● **Schriftliche Aufgabe**
Geben Sie ausschließlich die Zeilen zwischen der Zeile mit „of the chin“ und der Zeile mit „point(322, 196)“, beide eingeschlossen, vollständig wieder. Skalieren Sie dabei jede Koordinate in den Antwortzeilen mit dem Faktor 0,9 und runden Sie auf ganze Zahlen, wobei halbe Werte aufgerundet werden.

•••

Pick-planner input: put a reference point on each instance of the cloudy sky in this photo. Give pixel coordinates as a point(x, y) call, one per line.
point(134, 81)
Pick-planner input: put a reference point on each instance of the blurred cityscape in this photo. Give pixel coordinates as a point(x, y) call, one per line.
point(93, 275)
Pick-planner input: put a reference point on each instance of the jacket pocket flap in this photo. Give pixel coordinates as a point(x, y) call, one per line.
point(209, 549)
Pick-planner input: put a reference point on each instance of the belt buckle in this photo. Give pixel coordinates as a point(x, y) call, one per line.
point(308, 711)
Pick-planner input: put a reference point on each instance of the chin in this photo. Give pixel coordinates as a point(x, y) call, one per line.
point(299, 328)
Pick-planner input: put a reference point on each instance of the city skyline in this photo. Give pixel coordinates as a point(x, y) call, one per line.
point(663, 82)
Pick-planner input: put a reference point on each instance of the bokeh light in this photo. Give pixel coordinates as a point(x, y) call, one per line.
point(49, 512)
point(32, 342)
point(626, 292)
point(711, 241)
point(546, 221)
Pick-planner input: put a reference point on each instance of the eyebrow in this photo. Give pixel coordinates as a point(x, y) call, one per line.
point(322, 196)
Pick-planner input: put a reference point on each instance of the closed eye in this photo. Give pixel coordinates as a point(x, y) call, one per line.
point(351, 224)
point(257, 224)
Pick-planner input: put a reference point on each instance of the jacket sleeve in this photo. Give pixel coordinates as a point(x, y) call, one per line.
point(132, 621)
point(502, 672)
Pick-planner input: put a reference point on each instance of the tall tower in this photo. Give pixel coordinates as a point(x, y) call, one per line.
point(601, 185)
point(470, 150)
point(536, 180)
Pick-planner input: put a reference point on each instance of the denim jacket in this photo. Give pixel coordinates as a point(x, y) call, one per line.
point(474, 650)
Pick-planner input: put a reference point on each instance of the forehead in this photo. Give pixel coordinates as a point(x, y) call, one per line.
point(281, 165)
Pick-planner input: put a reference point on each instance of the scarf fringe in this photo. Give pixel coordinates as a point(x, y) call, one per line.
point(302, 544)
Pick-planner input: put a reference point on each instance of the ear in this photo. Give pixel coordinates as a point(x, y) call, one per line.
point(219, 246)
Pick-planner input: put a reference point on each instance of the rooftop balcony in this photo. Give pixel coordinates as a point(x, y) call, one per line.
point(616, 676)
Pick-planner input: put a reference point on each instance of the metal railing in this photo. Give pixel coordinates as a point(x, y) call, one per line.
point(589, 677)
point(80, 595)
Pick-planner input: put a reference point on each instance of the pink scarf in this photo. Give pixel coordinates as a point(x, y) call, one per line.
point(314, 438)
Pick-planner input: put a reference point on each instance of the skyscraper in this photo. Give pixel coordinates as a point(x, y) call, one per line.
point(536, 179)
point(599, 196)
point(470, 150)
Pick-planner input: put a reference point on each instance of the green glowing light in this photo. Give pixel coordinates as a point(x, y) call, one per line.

•••

● **Ergebnis der Aufgabe**
Pick-planner input: put a reference point on each instance of the chin in this photo. Give pixel coordinates as a point(x, y) call, one per line.
point(269, 295)
Pick-planner input: put a reference point on each instance of the city skyline in this photo. Give pixel coordinates as a point(x, y) call, one per line.
point(597, 74)
Pick-planner input: put a reference point on each instance of the bokeh light in this photo. Give pixel coordinates as a point(x, y) call, one per line.
point(44, 461)
point(29, 308)
point(563, 263)
point(640, 217)
point(491, 199)
Pick-planner input: put a reference point on each instance of the eyebrow in this photo. Give pixel coordinates as a point(x, y) call, one per line.
point(290, 176)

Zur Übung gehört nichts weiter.